**TRECHO PARA LEITURA:**
‘As redes viraram campos de solidão’

dezembro 20, 2024

Maria Padilha brilha no teatro e fala dos altos e baixos da profissão, de erotismo, de redes sociais e do boom de influenciadoras na TV

O Brasil atravessava os loucos anos 1970 quando, numa licença poética com a canção dos Doces Bárbaros, “uma menina loura, linda e decidida” estabeleceu seu lugar nos palcos. E não tardaria para Maria Padilha chegar às telas – do cinema e da TV. Maria é dessas atrizes que se atiram do trapézio sem redes de proteção. E, assim, brilha a cada aparição, sobretudo nos palcos, onde já deu vida a mulheres exuberantes e empoderadas como a Lucia McCartney, de Rubem Fonseca (1925-2020), com a Zulmira, de “A falecida”, e com Cordélia Brasil. E o mesmo se dá agora em “Um jardim para Tchekhov”. Após bem-sucedidas temporadas no Centro Cultural Banco do Brasil do Rio e no de São Paulo, o espetáculo aporta, em janeiro, no CCBB de Brasília. Escrita por Pedro Brício, a peça trata dos altos e baixos da vida do artistal. “O Brasil é um país onde as pessoas entram e saem de moda rapidamente”, constata, por telefone, nesta entrevista ao NEW MAG. A seguir, Maria fala sobre o uso que faz das redes sociais, das influenciadoras que despontam como atrizes, elenca perdas pessoais e festeja os encontros trazidos pela profissão: “Meu interesse é por boas parcerias”.

Você vive na peça uma atriz que já viveu seu ápice na carreira. Com o ser humano cada vez mais longevo, essa questão te aflige num país como o nosso?

**TAREFA:** Escreva a continuação da entrevista com Maria Padilha, começando logo depois da última pergunta do trecho. Os registros abaixo provêm de outra fonte, sem ligação com a entrevista.

**CONTEÚDO DO CONJUNTO:**

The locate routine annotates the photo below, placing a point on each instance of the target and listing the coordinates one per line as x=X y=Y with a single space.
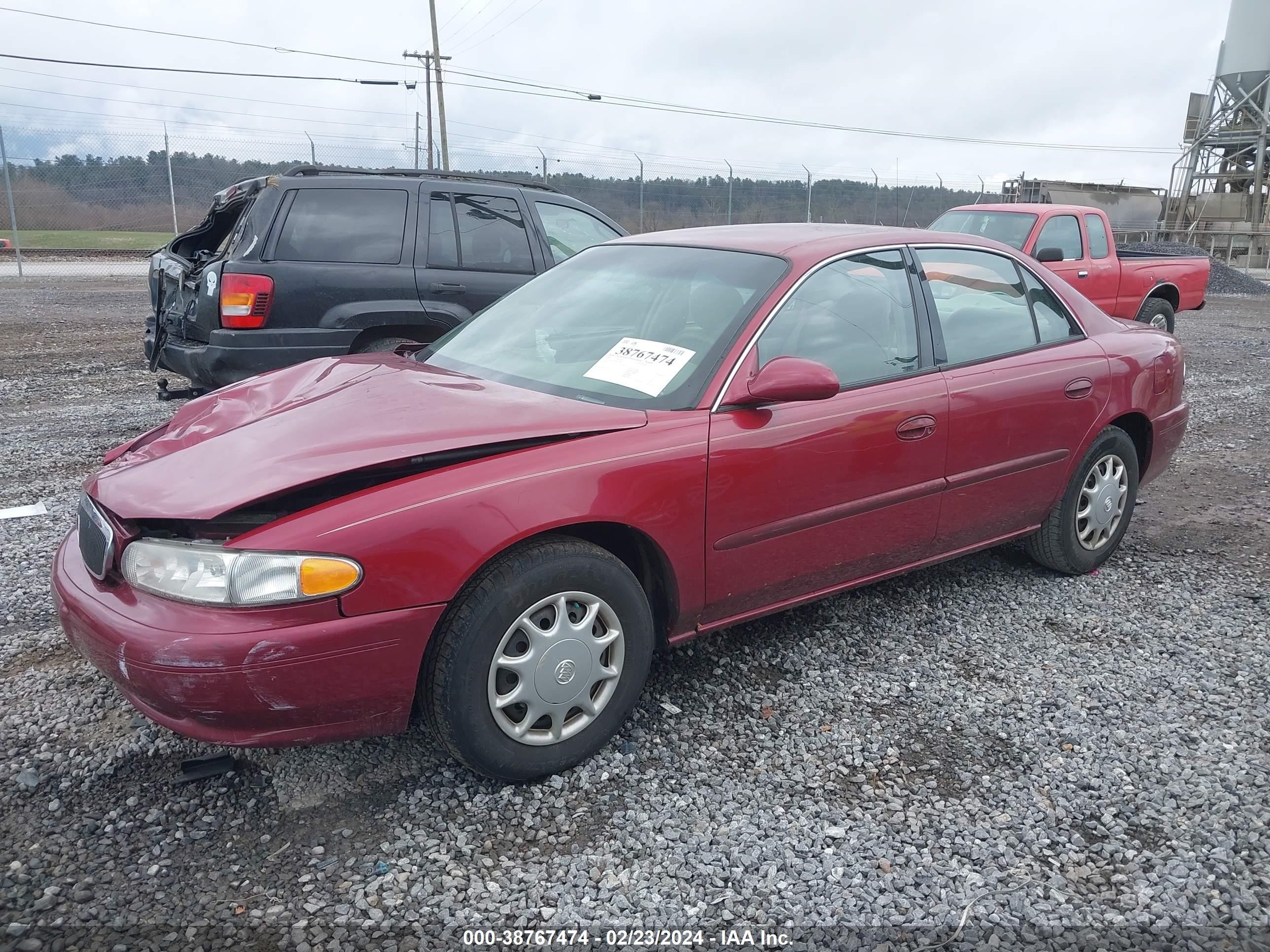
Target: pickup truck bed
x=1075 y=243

---

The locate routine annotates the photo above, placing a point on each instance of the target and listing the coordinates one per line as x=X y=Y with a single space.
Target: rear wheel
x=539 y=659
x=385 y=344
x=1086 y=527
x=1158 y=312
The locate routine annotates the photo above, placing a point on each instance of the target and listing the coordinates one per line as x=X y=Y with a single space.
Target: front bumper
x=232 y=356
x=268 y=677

**RESPOSTA AO EXERCÍCIO:**
Ela passa na verdade por uma entressafra. A vida do artista é feita de altos e baixos. E, com os atores, tem isso de você estar na moda, e aí você é superrequisitado até que sai de moda. Eu mesmo comecei na profissão sendo indicada a prêmio, chamada para atuar num filme da Ana Carolina (a cineasta e não a cantora) e, em seis meses, estava em todos os lugares. O Brasil é um país onde as pessoas entram e saem de moda rapidamente. A Fernanda Montenegro diz que, no início, tudo são flores e que, depois, esquecem um pouco de você. Isso é a pura verdade. Só que a gente persevera, e desistem de desistir da gente.

Você esteve soberba em “A falecida”, na qual viveu uma mulher da qual o marido se vingava após sua morte. Como lida com as Zulmiras que pululam nas redes sociais?

Queria fazer a “Senhora dos afogados”, mas o Gabriel Viella disse que só saberia dirigir “A falecida”. Ele chamou minha atenção para uma característica da personagem que é comum a muitos brasileiros: a de estar insatisfeito com o que se tem, isso de que a grama do outro é sempre mais verde. O brasileiro tem isso de engraçado: pode morar mal, não ter o que comer, mas o celular tem de ser o de última geração.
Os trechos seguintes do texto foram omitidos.